演習の課題 —
1. 抜粋した文章によると、ギ酸は何を溶解するか。
2. 抜粋した文章の「供給されたギ酸を含むシュウ酸」から「分解装置65内で継続される。」までを、末尾の語句も含めて一字一句そのまま打ち直してください。
3. 抜粋した文章で、シュウ酸水溶液に過酸化水素が含まれている理由を1〜3文で説明してください。

供給されたギ酸を含むシュウ酸水溶液は、濃度の低下したシュウ酸及びヒドラジンに加え、分解装置65から排出された過酸化水素を含んでいる。このシュウ酸水溶液に含まれる過酸化水素は浄化系配管18内面に析出したシュウ酸鉄(II)を溶解し、ギ酸はFe(OH)3を溶解する。シュウ酸水溶液に含まれるシュウ酸及びヒドラジンの分解も、分解装置65内で継続される。

データセット一覧 —
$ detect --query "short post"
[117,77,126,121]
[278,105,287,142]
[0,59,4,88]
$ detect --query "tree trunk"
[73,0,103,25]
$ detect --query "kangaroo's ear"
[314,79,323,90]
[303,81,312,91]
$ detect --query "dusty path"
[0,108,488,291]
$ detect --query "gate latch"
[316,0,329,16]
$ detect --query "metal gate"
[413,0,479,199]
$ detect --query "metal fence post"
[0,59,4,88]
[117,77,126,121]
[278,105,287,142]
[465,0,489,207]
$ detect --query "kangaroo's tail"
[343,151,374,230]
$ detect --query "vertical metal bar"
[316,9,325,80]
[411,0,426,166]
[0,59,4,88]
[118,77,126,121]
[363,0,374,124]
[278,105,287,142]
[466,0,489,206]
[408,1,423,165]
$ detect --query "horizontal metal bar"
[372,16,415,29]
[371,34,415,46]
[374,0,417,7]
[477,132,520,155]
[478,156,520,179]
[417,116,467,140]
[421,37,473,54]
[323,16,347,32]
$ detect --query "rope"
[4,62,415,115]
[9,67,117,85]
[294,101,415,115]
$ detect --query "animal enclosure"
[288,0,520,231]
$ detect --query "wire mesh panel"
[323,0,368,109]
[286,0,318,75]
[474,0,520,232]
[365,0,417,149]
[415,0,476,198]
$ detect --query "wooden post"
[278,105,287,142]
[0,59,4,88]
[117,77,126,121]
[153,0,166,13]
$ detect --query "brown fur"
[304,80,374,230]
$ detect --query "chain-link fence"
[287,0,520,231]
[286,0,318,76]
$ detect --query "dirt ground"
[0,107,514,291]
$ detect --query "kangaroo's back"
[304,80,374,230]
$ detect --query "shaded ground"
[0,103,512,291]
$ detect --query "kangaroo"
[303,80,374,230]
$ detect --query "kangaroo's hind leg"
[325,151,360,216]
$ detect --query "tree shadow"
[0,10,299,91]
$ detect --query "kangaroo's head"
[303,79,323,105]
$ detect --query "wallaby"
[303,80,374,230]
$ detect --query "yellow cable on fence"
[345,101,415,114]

課題別の解答 —
1. Fe(OH)3を溶解する。

2.
供給されたギ酸を含むシュウ酸水溶液は、濃度の低下したシュウ酸及びヒドラジンに加え、分解装置65から排出された過酸化水素を含んでいる。このシュウ酸水溶液に含まれる過酸化水素は浄化系配管18内面に析出したシュウ酸鉄(II)を溶解し、ギ酸はFe(OH)3を溶解する。シュウ酸水溶液に含まれるシュウ酸及びヒドラジンの分解も、分解装置65内で継続される。

3. 分解装置65から排出された過酸化水素がシュウ酸水溶液に含まれているからである。